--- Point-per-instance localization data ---
################

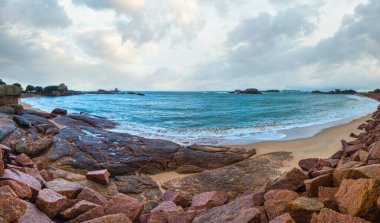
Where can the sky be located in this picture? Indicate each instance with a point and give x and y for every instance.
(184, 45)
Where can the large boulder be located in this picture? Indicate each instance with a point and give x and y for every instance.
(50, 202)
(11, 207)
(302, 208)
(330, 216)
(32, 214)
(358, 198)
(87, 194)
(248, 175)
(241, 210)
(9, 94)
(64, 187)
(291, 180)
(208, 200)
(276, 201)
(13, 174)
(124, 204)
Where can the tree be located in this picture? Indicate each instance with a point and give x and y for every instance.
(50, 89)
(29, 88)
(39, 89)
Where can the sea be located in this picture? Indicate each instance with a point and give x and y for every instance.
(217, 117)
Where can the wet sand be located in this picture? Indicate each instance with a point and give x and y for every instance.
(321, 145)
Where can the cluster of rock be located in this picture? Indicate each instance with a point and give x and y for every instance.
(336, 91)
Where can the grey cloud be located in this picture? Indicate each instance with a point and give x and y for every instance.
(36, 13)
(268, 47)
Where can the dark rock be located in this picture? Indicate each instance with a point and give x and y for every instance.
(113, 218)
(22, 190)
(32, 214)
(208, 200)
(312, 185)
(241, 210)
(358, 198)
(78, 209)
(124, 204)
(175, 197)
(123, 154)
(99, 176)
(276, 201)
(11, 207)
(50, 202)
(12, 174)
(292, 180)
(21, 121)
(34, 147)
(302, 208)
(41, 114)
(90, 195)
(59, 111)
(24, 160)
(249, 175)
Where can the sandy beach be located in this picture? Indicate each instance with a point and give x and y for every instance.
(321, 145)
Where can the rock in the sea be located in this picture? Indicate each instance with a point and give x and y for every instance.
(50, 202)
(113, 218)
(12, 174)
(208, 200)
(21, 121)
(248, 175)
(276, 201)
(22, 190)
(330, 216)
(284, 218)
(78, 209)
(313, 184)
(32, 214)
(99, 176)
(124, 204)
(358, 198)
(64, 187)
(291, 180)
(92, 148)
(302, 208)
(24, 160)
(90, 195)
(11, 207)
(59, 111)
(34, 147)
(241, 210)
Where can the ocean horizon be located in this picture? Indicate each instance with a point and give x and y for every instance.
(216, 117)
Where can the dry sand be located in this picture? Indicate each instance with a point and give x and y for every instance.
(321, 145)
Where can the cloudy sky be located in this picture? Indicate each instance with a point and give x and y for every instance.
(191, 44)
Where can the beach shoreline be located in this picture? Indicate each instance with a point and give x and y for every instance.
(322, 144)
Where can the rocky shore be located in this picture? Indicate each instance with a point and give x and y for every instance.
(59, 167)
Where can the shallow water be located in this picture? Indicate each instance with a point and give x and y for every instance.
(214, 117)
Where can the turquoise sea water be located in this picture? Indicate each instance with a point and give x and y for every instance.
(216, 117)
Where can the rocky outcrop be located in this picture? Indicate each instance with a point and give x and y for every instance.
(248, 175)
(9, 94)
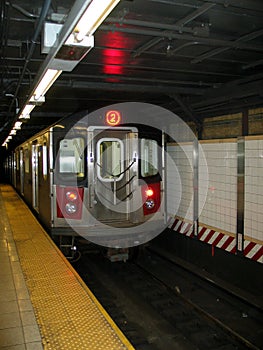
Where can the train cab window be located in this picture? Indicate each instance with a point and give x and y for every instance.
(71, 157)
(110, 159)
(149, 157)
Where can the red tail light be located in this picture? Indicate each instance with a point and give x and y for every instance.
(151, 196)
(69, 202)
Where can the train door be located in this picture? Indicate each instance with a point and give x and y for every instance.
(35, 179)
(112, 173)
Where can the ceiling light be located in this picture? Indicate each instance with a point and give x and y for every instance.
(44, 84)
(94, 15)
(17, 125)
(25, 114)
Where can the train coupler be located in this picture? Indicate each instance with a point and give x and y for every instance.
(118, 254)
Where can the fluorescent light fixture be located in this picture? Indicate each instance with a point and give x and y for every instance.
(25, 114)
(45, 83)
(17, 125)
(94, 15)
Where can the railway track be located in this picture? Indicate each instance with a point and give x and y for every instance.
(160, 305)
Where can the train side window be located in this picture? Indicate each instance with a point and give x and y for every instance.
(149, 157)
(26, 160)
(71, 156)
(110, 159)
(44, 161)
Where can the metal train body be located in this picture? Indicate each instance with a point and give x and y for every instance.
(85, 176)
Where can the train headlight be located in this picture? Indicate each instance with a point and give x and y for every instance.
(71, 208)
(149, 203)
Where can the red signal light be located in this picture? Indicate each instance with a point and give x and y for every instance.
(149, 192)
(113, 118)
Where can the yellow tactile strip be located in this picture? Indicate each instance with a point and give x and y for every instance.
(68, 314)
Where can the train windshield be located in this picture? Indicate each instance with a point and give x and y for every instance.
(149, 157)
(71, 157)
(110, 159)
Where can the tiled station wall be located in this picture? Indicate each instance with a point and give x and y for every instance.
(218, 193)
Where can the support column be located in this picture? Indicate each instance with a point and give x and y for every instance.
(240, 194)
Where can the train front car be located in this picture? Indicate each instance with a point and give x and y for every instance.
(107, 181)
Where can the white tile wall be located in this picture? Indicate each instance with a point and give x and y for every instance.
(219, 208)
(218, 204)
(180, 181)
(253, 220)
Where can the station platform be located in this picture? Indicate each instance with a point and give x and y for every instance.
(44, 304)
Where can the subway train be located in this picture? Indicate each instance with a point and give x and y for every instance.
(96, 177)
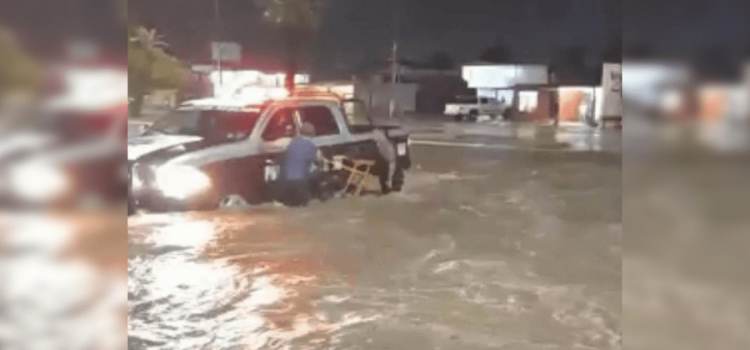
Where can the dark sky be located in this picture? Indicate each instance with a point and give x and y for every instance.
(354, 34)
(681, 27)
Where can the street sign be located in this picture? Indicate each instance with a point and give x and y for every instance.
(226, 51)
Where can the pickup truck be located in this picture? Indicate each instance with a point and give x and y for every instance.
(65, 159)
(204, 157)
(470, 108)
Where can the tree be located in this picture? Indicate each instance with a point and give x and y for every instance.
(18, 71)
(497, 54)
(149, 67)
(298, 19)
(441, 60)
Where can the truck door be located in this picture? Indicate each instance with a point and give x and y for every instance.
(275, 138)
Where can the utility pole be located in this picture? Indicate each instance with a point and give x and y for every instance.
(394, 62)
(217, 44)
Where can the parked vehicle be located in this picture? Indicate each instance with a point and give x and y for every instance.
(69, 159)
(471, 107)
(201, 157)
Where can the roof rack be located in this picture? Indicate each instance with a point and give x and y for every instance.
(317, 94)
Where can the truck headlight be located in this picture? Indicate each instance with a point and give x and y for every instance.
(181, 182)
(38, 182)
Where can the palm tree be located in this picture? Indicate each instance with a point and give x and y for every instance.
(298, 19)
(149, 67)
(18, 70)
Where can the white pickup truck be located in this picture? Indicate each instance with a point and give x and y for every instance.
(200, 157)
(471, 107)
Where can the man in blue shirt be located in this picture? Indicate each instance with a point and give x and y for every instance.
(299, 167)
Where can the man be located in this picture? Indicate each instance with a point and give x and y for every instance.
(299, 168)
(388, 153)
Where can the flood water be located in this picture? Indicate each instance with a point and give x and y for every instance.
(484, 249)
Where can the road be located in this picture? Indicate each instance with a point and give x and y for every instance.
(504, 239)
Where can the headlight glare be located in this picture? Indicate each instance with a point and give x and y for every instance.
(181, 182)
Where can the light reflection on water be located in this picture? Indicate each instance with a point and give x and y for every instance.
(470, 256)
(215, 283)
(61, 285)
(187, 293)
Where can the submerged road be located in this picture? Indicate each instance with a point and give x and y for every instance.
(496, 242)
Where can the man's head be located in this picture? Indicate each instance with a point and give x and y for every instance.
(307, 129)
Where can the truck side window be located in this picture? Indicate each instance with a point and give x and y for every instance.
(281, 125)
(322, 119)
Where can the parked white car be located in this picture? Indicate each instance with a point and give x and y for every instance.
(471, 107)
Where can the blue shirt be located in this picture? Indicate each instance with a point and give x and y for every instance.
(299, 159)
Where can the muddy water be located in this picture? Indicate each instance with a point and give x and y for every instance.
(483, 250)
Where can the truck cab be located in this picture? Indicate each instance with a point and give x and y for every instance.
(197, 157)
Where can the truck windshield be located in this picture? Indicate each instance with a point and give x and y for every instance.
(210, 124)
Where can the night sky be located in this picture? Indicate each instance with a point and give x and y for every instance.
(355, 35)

################

--- PROBLEM ---
Please copy the records above word for word, leaving out every picture.

--- EXERCISE OUTPUT ---
Where can the sky be located in this picture? Indicate each instance with a point and give x and y for every instance.
(184, 45)
Where can the large boulder be located in this picture? Indicate each instance with a point and give x and y for every instance.
(50, 202)
(11, 207)
(302, 208)
(330, 216)
(32, 214)
(358, 198)
(87, 194)
(248, 175)
(241, 210)
(9, 94)
(64, 187)
(291, 180)
(208, 200)
(276, 201)
(13, 174)
(124, 204)
Where can the tree be located in this picture? Indicate each instance with a point and give x and y for every instance.
(50, 89)
(29, 88)
(39, 89)
Where can the sea be located in this picture? Indicate each instance with a point and give x and y for every instance.
(217, 117)
Where can the wet sand be located in this picture? Indicate each instance with a point and give x and y for every instance.
(321, 145)
Where can the cluster of rock be located in this picture? Indicate each instance with a point and give x and y for every instance.
(336, 91)
Where can the grey cloud be located in this picture? Indicate each instance with a point and give x and y for every instance.
(36, 13)
(268, 47)
Where can the dark rock be located in this picture? Indicate each instance with a point and give x and y for every instance.
(113, 218)
(22, 190)
(32, 214)
(208, 200)
(312, 185)
(241, 210)
(358, 198)
(78, 209)
(124, 204)
(175, 197)
(123, 154)
(99, 176)
(276, 201)
(11, 207)
(50, 202)
(12, 174)
(292, 180)
(21, 121)
(34, 147)
(302, 208)
(41, 114)
(90, 195)
(59, 111)
(24, 160)
(249, 175)
Where can the sandy beach be located in this picture? Indicate each instance with a point and give x and y for every instance.
(321, 145)
Where can the rock in the sea be located in this picture? Indicate each instance with a point and give x and y for every instance.
(50, 202)
(113, 218)
(12, 174)
(208, 200)
(21, 121)
(248, 175)
(276, 201)
(22, 190)
(330, 216)
(284, 218)
(78, 209)
(313, 184)
(32, 214)
(99, 176)
(124, 204)
(358, 198)
(64, 187)
(291, 180)
(92, 148)
(302, 208)
(24, 160)
(90, 195)
(11, 207)
(59, 111)
(34, 147)
(241, 210)
Where can the ocean horizon be located in this picture? Indicate each instance with a point and give x and y for every instance.
(216, 117)
Where can the dry sand be located in this picture? Indicate each instance with a point and give x and y for every instance.
(321, 145)
Where can the cloudy sky be located in this picture? Indicate each instance with a point and give x and y for every instance.
(191, 44)
Where can the beach shoreline be located in this picture? Indicate each instance with a point and give x and y for every instance.
(322, 144)
Where can the rocky shore be located in this picture? Indicate each instance with a point and give x and y for every instance.
(59, 167)
Where can the shallow water be located in this picture? Indicate each instance with a point and give x and y for every instance.
(214, 117)
Where can the turquoise sea water be located in this picture? Indicate each instance with a point and give x and y for every instance.
(216, 117)
Where can the rocky outcrop be located in this picture? Indicate each instance with a point and give x and y for every instance.
(248, 175)
(9, 94)
Where can the train cab window be located in this picture? Indicate each instance with a point and give x and y for every instance.
(71, 157)
(110, 159)
(149, 157)
Where can the red tail light be located in this picture? Indicate each instance with a point and give x and y for every instance.
(151, 196)
(69, 202)
Where can the train door be located in this picture? Indicate each instance with a point and give x and y for every instance.
(35, 179)
(112, 173)
Where can the ceiling light be located in this picture? Indicate each instance with a point and give x and y for every instance.
(44, 84)
(94, 15)
(17, 125)
(25, 114)
Where can the train coupler be located in this picture? Indicate each instance with a point and give x and y for every instance.
(118, 254)
Where can the fluorescent light fixture be located in this picture? Indicate each instance with a point and give x and y for every instance.
(25, 114)
(45, 83)
(17, 125)
(94, 15)
Where can the railway track be located in this picture? Indicate each instance with a point and give x and y for every instance.
(160, 305)
Where can the train side window be located in this picture? Indicate each instance with a point and give x and y for every instance.
(149, 157)
(26, 160)
(71, 156)
(110, 159)
(44, 161)
Where can the metal train body be located in this picture? Indicate each instance with a point and give x and y for every instance.
(85, 176)
Where can the train headlight be located in this picture? Indicate each instance with a point and give x and y for every instance.
(71, 208)
(149, 203)
Where can the red signal light be located in this picture? Indicate each instance with a point and give x and y for every instance.
(149, 192)
(113, 118)
Where can the yellow tactile strip be located in this picture? Indicate each instance with a point and give x and y for every instance.
(68, 314)
Where can the train windshield be located in this picture? Indicate each instance with a point and give x and y for every instance.
(149, 157)
(71, 157)
(110, 159)
Where can the tiled station wall be located in this picture? Indicate each instance with a point and give x and y for every instance.
(218, 193)
Where can the support column be located in this picture? Indicate each instance with a point and give x and y for every instance.
(240, 194)
Where can the train front car be located in this picture? Indicate each instance with a point and give x and y for every instance.
(107, 181)
Where can the white tile wall be located in this picture? Indicate each instance with a point and give x and y for every instance.
(219, 208)
(218, 204)
(180, 181)
(253, 220)
Where can the station platform be located in this picture? Indicate each instance with a point and give x and y for every instance.
(44, 304)
Where can the subway train be located in this picture? Indicate each instance with a point and give x and y for every instance.
(96, 177)
Where can the dark sky be located in this picture? Indicate each instance with a point and give x and y for every instance.
(354, 34)
(681, 27)
Where can the street sign be located in this picture? Indicate each instance with a point and give x and y for every instance.
(226, 51)
Where can the pickup truck be located in this picture? Indicate each instance with a point and give x and y for every instance.
(65, 159)
(204, 157)
(470, 108)
Where can the tree be located in this picture? Indicate each instance with a point and give x and y for every instance.
(18, 71)
(497, 54)
(149, 67)
(298, 19)
(441, 60)
Where can the truck door be located in this picture? Indicate each instance with a point and give x and y for every instance.
(275, 138)
Where can the utility pole be located in this picture? Indicate each instance with a point and give x and y for every instance.
(394, 62)
(217, 44)
Where can the parked vehicle be located in this picture? Indicate each instance with a point and give x and y for every instance.
(69, 159)
(471, 107)
(201, 157)
Where can the roof rack be located in this picture? Indicate each instance with a point and give x and y for every instance.
(317, 94)
Where can the truck headlight be located in this picture? Indicate each instance with a point and give x and y for every instance.
(181, 182)
(38, 182)
Where can the palm tree be located in this picture? Indicate each instance with a point and give x and y for every instance.
(298, 19)
(149, 67)
(18, 70)
Where can the white pickup truck be located in this picture? Indicate each instance with a point and give x and y for every instance.
(200, 157)
(471, 107)
Where can the man in blue shirt be located in this picture? Indicate each instance with a point and give x and y for every instance.
(299, 167)
Where can the man be located in this picture? Indicate each instance with a point and give x and y for every instance.
(299, 168)
(388, 153)
Where can the flood water be located in this picture? Indicate each instance with a point and give x and y for every instance.
(484, 249)
Where can the road be located in this picture? Indicate each instance with a point and give x and y for every instance.
(504, 239)
Where can the headlight glare be located in this picture? Indicate each instance with a point and give x and y for every instance.
(181, 182)
Where can the light reflection on water be located in this picture? Indicate each instance with a point and give x and y for every instance.
(470, 256)
(215, 283)
(61, 285)
(187, 293)
Where can the submerged road be located in this picture? Indicate each instance with a point and give x and y for every instance.
(496, 242)
Where can the man's head be located in this picture? Indicate each instance with a point and give x and y for every instance.
(307, 129)
Where can the truck side window be located in this picture? Indicate each instance with a point and give x and y for every instance.
(281, 125)
(322, 119)
Where can the parked white car be located in this picture? Indicate each instance with a point and give x and y for every instance.
(471, 107)
Where can the blue shirt be located in this picture? Indicate each instance with a point and give x and y for every instance.
(299, 159)
Where can the muddy water be located in this picture? Indicate each instance with a point and give x and y for every instance.
(483, 250)
Where can the truck cab be located in this picture? Indicate each instance with a point and give x and y for every instance.
(197, 157)
Where can the truck windshield be located in this picture? Indicate each instance with a point and give x and y for every instance.
(210, 124)
Where can the night sky be located in this picture? Indicate each instance with a point and give x and y for every instance.
(355, 35)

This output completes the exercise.